**DATA TO USE**.

──────

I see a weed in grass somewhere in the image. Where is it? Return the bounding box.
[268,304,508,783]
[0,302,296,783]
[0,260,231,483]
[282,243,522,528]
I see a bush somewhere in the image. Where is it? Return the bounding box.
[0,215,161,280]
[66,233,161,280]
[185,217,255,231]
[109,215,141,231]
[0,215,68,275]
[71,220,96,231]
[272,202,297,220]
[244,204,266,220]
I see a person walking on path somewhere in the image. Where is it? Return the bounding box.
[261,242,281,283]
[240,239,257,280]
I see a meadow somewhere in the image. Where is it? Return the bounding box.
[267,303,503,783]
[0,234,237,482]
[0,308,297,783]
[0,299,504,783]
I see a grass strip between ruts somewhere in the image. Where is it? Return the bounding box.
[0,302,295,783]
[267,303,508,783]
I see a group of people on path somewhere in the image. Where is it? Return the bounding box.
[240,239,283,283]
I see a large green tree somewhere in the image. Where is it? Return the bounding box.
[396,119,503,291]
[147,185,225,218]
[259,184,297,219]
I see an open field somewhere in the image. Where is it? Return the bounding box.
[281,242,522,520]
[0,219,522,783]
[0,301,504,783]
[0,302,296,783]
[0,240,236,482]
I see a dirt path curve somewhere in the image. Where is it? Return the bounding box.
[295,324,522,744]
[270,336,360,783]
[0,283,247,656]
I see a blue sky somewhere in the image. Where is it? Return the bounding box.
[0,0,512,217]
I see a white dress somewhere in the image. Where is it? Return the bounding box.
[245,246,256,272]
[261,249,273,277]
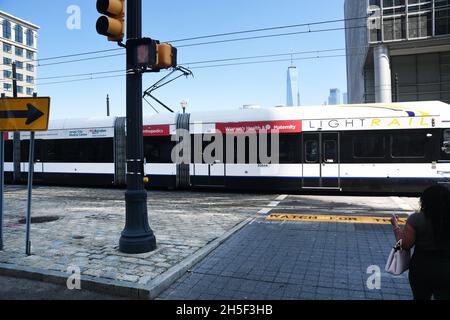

──────

Format the data from the line containing "I see a blue" through the end of the data, both ends included, as a JSON list of strings with one string per line and blank lines omitted. Leave the pictures out.

**OUTPUT FOR THIS EXERCISE**.
[
  "I see a blue sky somewhere in the image. Where is it? Return the bounding box.",
  "[0,0,512,217]",
  "I see a white dress somewhere in the image. Where is it? Return the bounding box.",
  "[245,246,256,272]",
  "[261,249,273,277]"
]